## Written instruction 1:
Repeat the entries word for word, everything from the line containing "TARGET = curved croissant tip" down to the end of the entries, both ends included. Leave the pictures out of your answer.

Do You Bully? Helping Students Identify and Change Their Bullying Behavior

Would you like to help students assess their own behavior in regard to bullying? Have they at times been bullied? Have they witnessed bullying? Have they bullied others?

Students who have engaged in bullying others need caring adults to help them change their behavior.

In a section titled Do You Bully? Pacer Center Teens Against Bullying offers both an online quiz and a printable quiz to help individuals identify bullying behavior in themselves. Depending upon the capability of the individual user, the quiz could be used independently or with the help of an adult.

Questions that follow the quizzes encourage thinking about one’s feelings and attitudes, as well as the consequences of bullying behavior to self and others. Adult guidance may or may not be needed.

A person who has bullied others may discover, using this section, a tendency to use bullying behavior to:

  • elevate self
  • gain acceptance or positive attention from certain other people
  • feel better after being bullied by someone else
  • feel in control

A person who has bullied others is encouraged to recognize bullying for the behavior that it is, and to recognize that behavior can be changed!

A person who has bullied others is encouraged to seek help from a trusted adult in tackling this behavior change.

Finally, a Student Action Plan Against Bullying worksheet (available in multiple languages!), is a useful planning tool “whether you are the target of bullying, a witness, or the person who bullies,” is available for students to use independently, in groups, or with adult assistance.

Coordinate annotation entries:
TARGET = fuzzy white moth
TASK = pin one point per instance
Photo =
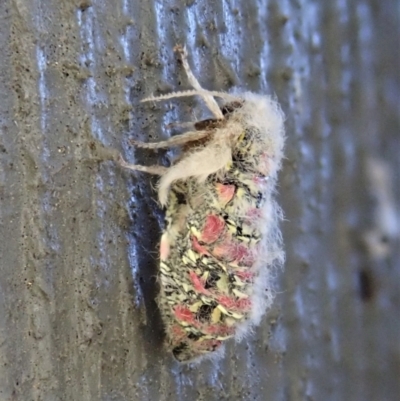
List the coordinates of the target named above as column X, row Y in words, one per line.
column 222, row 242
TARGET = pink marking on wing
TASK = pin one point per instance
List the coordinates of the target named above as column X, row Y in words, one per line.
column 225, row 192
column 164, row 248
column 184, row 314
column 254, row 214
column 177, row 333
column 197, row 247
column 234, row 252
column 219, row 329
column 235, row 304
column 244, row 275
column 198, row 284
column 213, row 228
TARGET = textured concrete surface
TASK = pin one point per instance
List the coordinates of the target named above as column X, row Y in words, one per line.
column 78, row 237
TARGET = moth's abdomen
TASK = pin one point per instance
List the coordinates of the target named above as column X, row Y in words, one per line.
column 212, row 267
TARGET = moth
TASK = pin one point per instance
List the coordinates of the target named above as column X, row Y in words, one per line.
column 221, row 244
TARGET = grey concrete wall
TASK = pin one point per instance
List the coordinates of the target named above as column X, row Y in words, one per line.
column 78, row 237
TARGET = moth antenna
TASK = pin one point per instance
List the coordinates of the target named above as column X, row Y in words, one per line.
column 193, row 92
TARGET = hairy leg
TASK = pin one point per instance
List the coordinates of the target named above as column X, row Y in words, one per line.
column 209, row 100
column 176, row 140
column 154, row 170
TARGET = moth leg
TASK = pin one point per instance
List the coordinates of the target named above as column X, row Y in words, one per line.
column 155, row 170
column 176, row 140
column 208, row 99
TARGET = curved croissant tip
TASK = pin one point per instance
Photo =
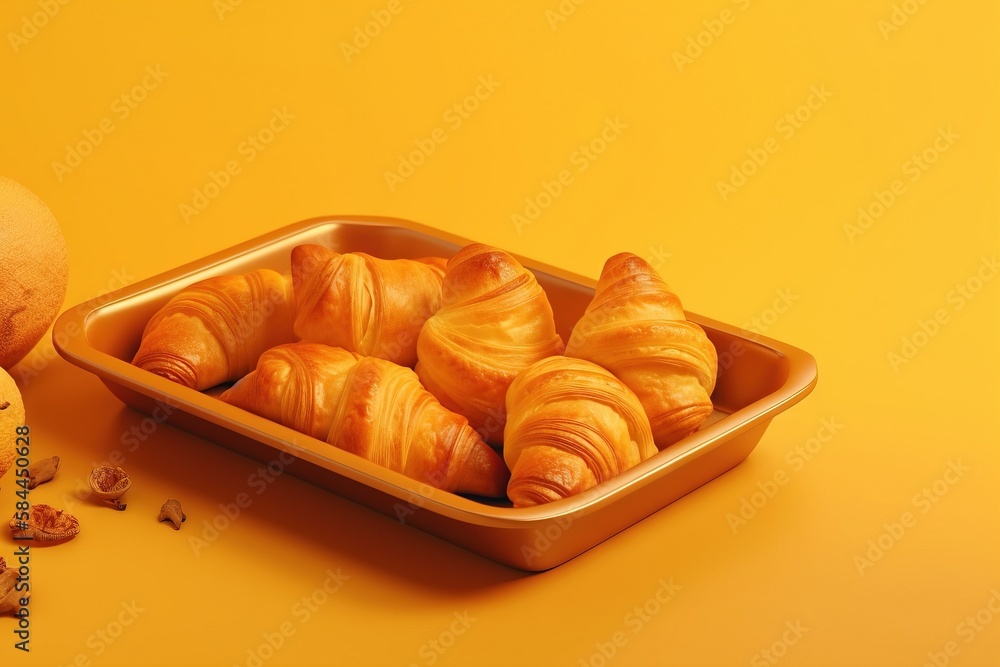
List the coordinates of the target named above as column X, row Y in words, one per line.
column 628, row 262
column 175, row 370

## Written instruction 2:
Using the bullying article, decide whether each statement agrees with it: (a) The Student Action Plan Against Bullying worksheet comes in more than one language. (b) The quiz is offered only online. (c) Adult guidance is always required for the questions that follow the quizzes.

## Written answer 1:
TARGET = curved croissant tip
TASK = pin one point per instance
Photo =
List the coordinates of the target named above as column X, row Y in words, one per line.
column 628, row 262
column 175, row 370

## Written answer 2:
(a) Yes: "available in multiple languages!"
(b) No: "both an online quiz and a printable quiz"
(c) No: "Adult guidance may or may not be needed."